━━━ Excerpted records

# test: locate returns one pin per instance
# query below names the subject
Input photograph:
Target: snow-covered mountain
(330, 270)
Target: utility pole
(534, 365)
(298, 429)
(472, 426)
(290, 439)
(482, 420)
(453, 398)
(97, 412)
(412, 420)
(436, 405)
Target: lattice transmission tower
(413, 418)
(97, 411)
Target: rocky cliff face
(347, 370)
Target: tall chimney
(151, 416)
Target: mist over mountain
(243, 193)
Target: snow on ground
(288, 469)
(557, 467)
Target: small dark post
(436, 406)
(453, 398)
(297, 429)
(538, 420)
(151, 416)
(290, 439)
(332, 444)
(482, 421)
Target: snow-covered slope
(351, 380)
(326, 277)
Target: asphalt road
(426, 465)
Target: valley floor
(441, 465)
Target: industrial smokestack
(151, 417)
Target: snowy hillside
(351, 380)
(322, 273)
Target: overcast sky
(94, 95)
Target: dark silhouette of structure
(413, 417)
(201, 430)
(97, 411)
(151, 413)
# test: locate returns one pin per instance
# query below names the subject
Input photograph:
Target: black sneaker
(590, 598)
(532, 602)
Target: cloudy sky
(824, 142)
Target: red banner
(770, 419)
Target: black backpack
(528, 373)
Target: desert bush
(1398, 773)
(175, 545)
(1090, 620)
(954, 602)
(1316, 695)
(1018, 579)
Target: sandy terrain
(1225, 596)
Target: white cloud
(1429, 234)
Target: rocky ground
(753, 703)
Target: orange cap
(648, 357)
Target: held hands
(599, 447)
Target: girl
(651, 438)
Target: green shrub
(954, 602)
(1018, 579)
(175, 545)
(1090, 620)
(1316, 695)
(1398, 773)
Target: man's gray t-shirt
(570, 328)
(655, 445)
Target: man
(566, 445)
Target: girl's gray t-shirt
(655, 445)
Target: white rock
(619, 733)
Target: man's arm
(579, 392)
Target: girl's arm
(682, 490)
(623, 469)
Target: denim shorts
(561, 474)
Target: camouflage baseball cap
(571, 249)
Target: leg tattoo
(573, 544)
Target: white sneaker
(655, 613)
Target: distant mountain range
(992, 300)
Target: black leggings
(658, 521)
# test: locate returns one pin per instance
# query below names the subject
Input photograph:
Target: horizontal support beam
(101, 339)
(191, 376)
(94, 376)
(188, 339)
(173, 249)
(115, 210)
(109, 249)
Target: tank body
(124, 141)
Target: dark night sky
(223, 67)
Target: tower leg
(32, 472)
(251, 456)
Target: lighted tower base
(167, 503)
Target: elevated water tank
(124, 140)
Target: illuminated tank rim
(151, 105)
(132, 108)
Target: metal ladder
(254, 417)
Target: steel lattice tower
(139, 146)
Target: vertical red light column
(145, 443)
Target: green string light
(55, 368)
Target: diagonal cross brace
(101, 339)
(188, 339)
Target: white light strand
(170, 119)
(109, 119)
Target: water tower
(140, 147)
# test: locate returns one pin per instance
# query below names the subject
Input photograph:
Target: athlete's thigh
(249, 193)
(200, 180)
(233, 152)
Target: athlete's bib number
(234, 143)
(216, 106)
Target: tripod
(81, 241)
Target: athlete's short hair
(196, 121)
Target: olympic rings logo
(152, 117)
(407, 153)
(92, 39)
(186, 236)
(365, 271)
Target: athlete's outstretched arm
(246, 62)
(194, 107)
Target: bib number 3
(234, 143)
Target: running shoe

━━━━━━

Directions: Give every line of the material above as a numbered list, omitting any blank lines.

The reply:
1. # test: locate returns one pin per instance
2. # query below names the subject
3. Input photograph:
4. Target: snow-covered mountain
5. (330, 270)
6. Target: utility pole
7. (534, 365)
8. (298, 429)
9. (472, 426)
10. (290, 439)
11. (482, 420)
12. (453, 398)
13. (97, 412)
14. (412, 420)
15. (436, 405)
16. Target: lattice transmission tower
17. (413, 418)
18. (97, 411)
19. Target: rocky cliff face
20. (347, 370)
21. Target: tall chimney
22. (151, 416)
23. Target: mist over mountain
24. (243, 193)
25. Target: snow on ground
26. (288, 469)
27. (557, 467)
28. Target: small dark post
29. (436, 406)
30. (453, 398)
31. (297, 429)
32. (538, 420)
33. (151, 416)
34. (290, 439)
35. (332, 444)
36. (482, 421)
37. Target: snow-covered slope
38. (351, 380)
39. (326, 277)
40. Target: asphalt road
41. (426, 465)
42. Target: valley floor
43. (441, 465)
44. Target: industrial smokestack
45. (151, 417)
46. Target: snowy hillside
47. (351, 380)
48. (322, 273)
49. Target: overcast sky
50. (94, 95)
51. Target: dark silhouette of structure
52. (413, 417)
53. (201, 430)
54. (97, 411)
55. (151, 413)
56. # test: locate returns one pin per instance
57. # query below names the subject
58. Input photograph:
59. Target: black sneaker
60. (590, 598)
61. (532, 602)
62. Target: cloudy sky
63. (824, 142)
64. Target: red banner
65. (770, 419)
66. Target: black backpack
67. (528, 373)
68. Target: desert bush
69. (1398, 773)
70. (175, 545)
71. (1090, 620)
72. (954, 602)
73. (1316, 695)
74. (1018, 579)
75. Target: sandy terrain
76. (1225, 596)
77. Target: white cloud
78. (1429, 234)
79. Target: rocky ground
80. (753, 703)
81. Target: orange cap
82. (648, 357)
83. Target: held hands
84. (599, 447)
85. Target: girl
86. (651, 438)
87. Target: green shrub
88. (954, 602)
89. (1018, 579)
90. (175, 545)
91. (1090, 620)
92. (1316, 695)
93. (1398, 773)
94. Target: man's gray t-shirt
95. (570, 328)
96. (655, 445)
97. Target: man
98. (566, 445)
99. Target: girl's gray t-shirt
100. (655, 445)
101. Target: white rock
102. (619, 733)
103. Target: man's arm
104. (579, 392)
105. Target: girl's arm
106. (682, 490)
107. (623, 469)
108. Target: denim shorts
109. (561, 474)
110. Target: camouflage baseball cap
111. (571, 249)
112. Target: leg tattoo
113. (573, 544)
114. Target: white sneaker
115. (655, 613)
116. Target: distant mountain range
117. (992, 300)
118. Target: black leggings
119. (658, 521)
120. # test: locate returns one pin per instance
121. # query below names the subject
122. Input photograph:
123. Target: horizontal support beam
124. (101, 339)
125. (191, 376)
126. (94, 376)
127. (188, 339)
128. (173, 249)
129. (115, 210)
130. (109, 249)
131. Target: tank body
132. (124, 141)
133. Target: dark night sky
134. (223, 67)
135. Target: tower leg
136. (32, 472)
137. (251, 456)
138. Target: lighted tower base
139. (167, 503)
140. Target: elevated water tank
141. (124, 140)
142. Target: illuminated tank rim
143. (151, 105)
144. (132, 108)
145. Target: metal ladder
146. (254, 417)
147. Target: steel lattice tower
148. (139, 146)
149. Target: vertical red light column
150. (145, 443)
151. Target: green string light
152. (55, 368)
153. Target: diagonal cross brace
154. (101, 339)
155. (188, 339)
156. Target: white light strand
157. (170, 119)
158. (109, 119)
159. Target: water tower
160. (140, 147)
161. # test: locate returns one pin per instance
162. # query below names the subject
163. Input photograph:
164. Target: athlete's thigh
165. (249, 193)
166. (200, 180)
167. (233, 152)
168. Target: athlete's bib number
169. (234, 143)
170. (216, 106)
171. Target: tripod
172. (81, 241)
173. Target: athlete's short hair
174. (196, 121)
175. Target: olympic rings logo
176. (152, 117)
177. (407, 153)
178. (92, 39)
179. (186, 236)
180. (365, 271)
181. Target: athlete's outstretched arm
182. (246, 62)
183. (194, 107)
184. Target: bib number 3
185. (234, 143)
186. Target: running shoe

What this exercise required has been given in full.